Re: service checks stop working for no apparent reason

Post by warapp »

Reviewing article here, https://support.nagios.com/kb/article/n ... ng-19.html

I see correct "Last Check Time" information in Core for the services. The issue is xi does not show correct times. I've reviewed the article, in particular step 2, and nothing has corrected this issue.
User avatar
pbroste
Posts: 1288
Joined: Tue Jun 01, 2021 1:27 pm

Re: service checks stop working for no apparent reason

Post by pbroste »

Hello @warapp

To follow up, I spoke to a couple of colleagues on the migration issues you have been having issues with since the move over to 8.4. We would like to go ahead and downgrade NDO3. Please take a full backup or VM snapshot before proceeding.

### STANDARD DOWNGRADE OF NDO3

Code: Select all

systemctl stop nagios
cd /tmp
rm -rf /tmp/nagiosxi
wget https://assets.nagios.com/downloads/nagiosxi/5/xi-5.6.14.tar.gz
tar zxf xi-5.6.14.tar.gz
cd /tmp/nagiosxi/subcomponents/ndoutils
./install
systemctl enable ndo2db
Then edit your /usr/local/nagios/etc/nagios.cfg and make sure this line is uncommented:

Code: Select all

broker_module=/usr/local/nagios/bin/ndomod.o config_file=/usr/local/nagios/etc/ndomod.cfg
Make sure this line is commented:

Code: Select all

#broker_module=/usr/local/nagios/bin/ndo.so /usr/local/nagios/etc/ndo.cfg
Then start the nagios service:

Code: Select all

systemctl start nagios
Please follow up with the results,
Perry
warapp
Posts: 33
Joined: Thu Jan 25, 2018 3:22 pm

Re: service checks stop working for no apparent reason

Post by warapp »

(Saved data entries)
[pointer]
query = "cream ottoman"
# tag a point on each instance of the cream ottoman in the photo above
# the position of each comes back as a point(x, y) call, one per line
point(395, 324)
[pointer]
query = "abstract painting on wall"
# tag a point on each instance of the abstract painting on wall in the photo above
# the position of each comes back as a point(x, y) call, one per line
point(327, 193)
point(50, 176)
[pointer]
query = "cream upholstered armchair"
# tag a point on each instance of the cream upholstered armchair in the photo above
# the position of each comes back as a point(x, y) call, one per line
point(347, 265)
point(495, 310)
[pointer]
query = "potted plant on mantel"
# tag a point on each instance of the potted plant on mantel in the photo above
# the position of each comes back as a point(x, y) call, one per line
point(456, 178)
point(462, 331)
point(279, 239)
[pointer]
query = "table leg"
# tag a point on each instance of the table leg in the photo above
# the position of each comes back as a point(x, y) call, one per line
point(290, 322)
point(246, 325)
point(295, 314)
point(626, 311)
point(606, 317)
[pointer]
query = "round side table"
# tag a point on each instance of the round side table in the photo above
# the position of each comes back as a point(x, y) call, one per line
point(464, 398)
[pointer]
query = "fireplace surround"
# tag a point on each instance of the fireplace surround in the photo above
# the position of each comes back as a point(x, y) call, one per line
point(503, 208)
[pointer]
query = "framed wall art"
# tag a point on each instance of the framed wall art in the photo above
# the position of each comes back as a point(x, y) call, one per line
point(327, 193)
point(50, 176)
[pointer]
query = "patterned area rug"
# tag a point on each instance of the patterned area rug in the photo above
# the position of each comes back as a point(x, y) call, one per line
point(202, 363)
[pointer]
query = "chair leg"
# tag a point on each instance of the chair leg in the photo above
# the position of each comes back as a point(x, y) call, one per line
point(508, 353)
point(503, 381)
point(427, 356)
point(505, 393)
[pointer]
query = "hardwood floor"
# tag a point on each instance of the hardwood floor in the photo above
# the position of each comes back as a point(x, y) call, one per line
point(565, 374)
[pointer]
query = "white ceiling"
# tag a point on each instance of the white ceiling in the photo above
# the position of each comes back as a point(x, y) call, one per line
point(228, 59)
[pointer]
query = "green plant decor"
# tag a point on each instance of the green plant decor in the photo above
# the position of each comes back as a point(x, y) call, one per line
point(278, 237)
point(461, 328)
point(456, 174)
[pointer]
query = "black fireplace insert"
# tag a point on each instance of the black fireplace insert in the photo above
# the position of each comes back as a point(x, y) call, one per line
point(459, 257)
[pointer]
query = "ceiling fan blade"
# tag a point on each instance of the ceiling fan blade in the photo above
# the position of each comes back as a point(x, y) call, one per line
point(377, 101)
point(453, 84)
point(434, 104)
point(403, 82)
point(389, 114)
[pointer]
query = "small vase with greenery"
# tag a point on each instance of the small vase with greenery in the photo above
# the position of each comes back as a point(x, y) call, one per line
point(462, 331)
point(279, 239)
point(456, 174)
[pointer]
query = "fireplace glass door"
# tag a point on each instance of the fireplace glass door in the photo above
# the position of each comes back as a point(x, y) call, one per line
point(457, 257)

WORK TO BE COMPLETED: Extend the forum thread about Nagios service checks that stopped working, picking up from the point where the thread ends.

FINAL RESULT:
Followed your instructions and downgraded NDO. This had no affect on my two issues: api host add not working and xi statuses not updating consistently.

A couple more observations that may help direct us to a cause/fix.

1) Last Check times in XI, when I first logged in today, were reporting correctly. Up-to-date and aligned to what I saw in Core.

2) I applied your NDO changes soon after and since then XI Last Check times have not changed; they show times around when I applied the NDO changes and restarted.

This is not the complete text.